## What needs to be done
Report how many lines in the records below contain the word "foam". Give only the number.

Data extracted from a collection
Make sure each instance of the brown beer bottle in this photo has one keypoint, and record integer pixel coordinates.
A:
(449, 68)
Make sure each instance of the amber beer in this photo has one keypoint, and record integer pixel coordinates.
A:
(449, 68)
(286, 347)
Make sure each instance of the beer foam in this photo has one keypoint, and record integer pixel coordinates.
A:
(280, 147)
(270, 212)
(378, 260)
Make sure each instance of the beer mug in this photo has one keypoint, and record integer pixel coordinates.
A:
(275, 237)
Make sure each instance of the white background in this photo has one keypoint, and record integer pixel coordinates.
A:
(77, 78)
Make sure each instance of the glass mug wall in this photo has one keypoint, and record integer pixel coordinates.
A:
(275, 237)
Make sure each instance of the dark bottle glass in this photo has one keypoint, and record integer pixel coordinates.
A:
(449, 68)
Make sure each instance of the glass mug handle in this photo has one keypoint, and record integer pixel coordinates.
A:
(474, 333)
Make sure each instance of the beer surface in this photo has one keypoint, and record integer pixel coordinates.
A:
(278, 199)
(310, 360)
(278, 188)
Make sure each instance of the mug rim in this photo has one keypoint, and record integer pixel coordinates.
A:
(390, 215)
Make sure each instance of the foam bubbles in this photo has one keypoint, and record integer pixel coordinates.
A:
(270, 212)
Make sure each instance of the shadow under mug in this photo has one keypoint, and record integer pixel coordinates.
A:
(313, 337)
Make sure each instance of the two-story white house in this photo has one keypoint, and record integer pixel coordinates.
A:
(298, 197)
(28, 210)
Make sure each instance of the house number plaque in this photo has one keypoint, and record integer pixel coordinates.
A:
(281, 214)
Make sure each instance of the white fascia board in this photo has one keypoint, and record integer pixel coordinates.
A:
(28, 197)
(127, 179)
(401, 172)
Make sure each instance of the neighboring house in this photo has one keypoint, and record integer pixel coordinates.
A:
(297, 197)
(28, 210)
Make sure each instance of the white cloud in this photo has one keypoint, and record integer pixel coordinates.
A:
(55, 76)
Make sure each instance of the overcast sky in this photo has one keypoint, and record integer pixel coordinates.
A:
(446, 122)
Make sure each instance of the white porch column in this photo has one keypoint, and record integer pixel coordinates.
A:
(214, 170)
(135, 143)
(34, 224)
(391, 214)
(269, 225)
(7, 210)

## Response box
2